= Beginning of Section =

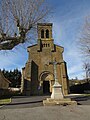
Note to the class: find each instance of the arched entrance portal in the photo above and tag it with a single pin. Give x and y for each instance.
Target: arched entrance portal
(46, 81)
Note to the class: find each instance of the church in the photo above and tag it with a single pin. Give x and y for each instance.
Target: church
(38, 73)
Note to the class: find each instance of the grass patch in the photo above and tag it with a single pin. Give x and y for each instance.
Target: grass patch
(5, 101)
(86, 95)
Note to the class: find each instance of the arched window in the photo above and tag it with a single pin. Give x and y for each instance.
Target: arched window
(47, 33)
(42, 33)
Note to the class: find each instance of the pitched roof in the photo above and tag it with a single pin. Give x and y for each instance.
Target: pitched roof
(2, 77)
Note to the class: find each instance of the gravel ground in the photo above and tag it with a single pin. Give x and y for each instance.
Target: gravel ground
(78, 112)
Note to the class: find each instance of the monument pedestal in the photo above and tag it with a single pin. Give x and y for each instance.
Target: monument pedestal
(57, 91)
(57, 97)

= End of Section =

> [Directions] Only lines containing "single" belong in the answer; copy every such line from the records.

> [Response for this exercise]
Note to the class: find each instance of the arched entrance portal in the photo above and tag it with a single pin. Give x and y for each instance.
Note to the class: find each instance of the church in the photo above and tag it with a single pin. Give x and y for each instance.
Note to the class: find each instance of the grass patch in the photo above and tag it with a single pin. Give x and y for each instance.
Note to the class: find each instance of the arched window in the photo above and tag it with a single pin. Give x and y for each instance.
Note to the class: find each instance of the pitched roof in the photo above and tag it with a single pin. Give x and y for each instance.
Note to the class: find each instance of the gravel ground in the photo above and tag it with a single pin. Give x and y for each instance.
Note to the class: find each instance of the monument pedestal in the photo above and tag it with a single pin. Give x and y for each instance.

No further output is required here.